= TASK GOAL =
Reproduce every one of the following records line for line, without changing anything.

= AVAILABLE DATA =
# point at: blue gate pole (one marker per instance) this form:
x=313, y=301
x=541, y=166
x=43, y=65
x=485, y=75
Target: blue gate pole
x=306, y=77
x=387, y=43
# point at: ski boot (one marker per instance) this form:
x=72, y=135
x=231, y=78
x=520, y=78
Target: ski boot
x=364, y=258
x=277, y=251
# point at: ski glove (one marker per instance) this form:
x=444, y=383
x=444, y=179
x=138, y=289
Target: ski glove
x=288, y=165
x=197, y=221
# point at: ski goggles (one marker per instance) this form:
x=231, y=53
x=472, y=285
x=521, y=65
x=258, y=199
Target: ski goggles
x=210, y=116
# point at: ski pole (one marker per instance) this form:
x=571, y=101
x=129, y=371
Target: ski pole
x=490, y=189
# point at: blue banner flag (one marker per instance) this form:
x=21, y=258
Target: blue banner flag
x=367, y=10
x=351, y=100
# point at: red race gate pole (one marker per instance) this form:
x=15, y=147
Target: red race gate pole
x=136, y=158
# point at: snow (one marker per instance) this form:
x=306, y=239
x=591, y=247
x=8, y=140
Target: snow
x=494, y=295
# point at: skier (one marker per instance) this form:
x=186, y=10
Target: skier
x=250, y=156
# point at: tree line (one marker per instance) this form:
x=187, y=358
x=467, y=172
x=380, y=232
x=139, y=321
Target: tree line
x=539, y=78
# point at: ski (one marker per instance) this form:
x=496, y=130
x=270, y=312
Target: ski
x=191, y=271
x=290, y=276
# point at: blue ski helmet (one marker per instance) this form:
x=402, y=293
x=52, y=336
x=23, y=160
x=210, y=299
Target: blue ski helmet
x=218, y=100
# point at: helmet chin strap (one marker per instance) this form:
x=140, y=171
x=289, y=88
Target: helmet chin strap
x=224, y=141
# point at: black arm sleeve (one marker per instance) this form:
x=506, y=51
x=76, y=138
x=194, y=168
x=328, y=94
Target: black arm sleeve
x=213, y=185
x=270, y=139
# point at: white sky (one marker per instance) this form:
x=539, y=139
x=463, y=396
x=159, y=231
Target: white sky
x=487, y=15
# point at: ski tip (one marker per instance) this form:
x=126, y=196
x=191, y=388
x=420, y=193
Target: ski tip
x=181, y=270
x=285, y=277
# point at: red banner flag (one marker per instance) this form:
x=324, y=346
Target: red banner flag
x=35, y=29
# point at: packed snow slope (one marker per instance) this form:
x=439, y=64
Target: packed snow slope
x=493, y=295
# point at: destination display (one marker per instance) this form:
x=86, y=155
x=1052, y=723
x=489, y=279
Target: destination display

= SOLUTION TO THIS TASK =
# point at: blue gate pole (one marker per instance) this form:
x=313, y=301
x=541, y=166
x=43, y=65
x=485, y=75
Target: blue gate pole
x=306, y=77
x=387, y=43
# point at: ski boot (one marker per instance) this form:
x=72, y=135
x=231, y=78
x=520, y=78
Target: ski boot
x=364, y=258
x=277, y=251
# point at: ski glove (one marker per instance) this form:
x=444, y=383
x=444, y=179
x=138, y=289
Target: ski glove
x=288, y=165
x=197, y=221
# point at: ski goggles (one marker per instance) this form:
x=231, y=53
x=472, y=285
x=521, y=65
x=258, y=199
Target: ski goggles
x=210, y=116
# point at: ski pole (one marker per instance) this form:
x=571, y=101
x=129, y=371
Target: ski pole
x=490, y=189
# point at: blue banner flag (one marker per instance) this form:
x=21, y=258
Target: blue banner flag
x=367, y=10
x=351, y=100
# point at: red race gate pole (one marker per instance) this form:
x=15, y=147
Target: red race gate pole
x=136, y=158
# point at: snow (one marker per instance) this form:
x=306, y=239
x=591, y=247
x=8, y=140
Target: snow
x=494, y=295
# point at: skier (one marker per instance) this form:
x=186, y=10
Target: skier
x=250, y=156
# point at: tree line (one marker per instance) this form:
x=187, y=358
x=467, y=172
x=380, y=232
x=139, y=321
Target: tree line
x=539, y=78
# point at: ski (one marker per instance) this form:
x=496, y=130
x=270, y=312
Target: ski
x=191, y=271
x=290, y=276
# point at: blue ski helmet (one marker per instance) this form:
x=402, y=293
x=52, y=336
x=23, y=160
x=210, y=299
Target: blue ski helmet
x=218, y=100
# point at: helmet chin strap (one marker per instance) this form:
x=140, y=171
x=289, y=88
Target: helmet chin strap
x=224, y=141
# point at: black arm sleeve (one marker per instance) this form:
x=506, y=51
x=76, y=138
x=194, y=168
x=328, y=94
Target: black arm sleeve
x=213, y=185
x=270, y=139
# point at: white sky (one marker per instance) this form:
x=539, y=139
x=463, y=396
x=159, y=231
Target: white sky
x=487, y=15
# point at: ski tip (one marker per instance) this form:
x=126, y=196
x=191, y=388
x=420, y=193
Target: ski tip
x=181, y=270
x=285, y=277
# point at: red banner flag (one marker per instance) this form:
x=324, y=346
Target: red banner flag
x=35, y=29
# point at: packed snow slope (one marker per instance) this form:
x=439, y=64
Target: packed snow slope
x=493, y=295
# point at: destination display (one marker per instance) this form:
x=86, y=155
x=1052, y=723
x=489, y=279
Target: destination display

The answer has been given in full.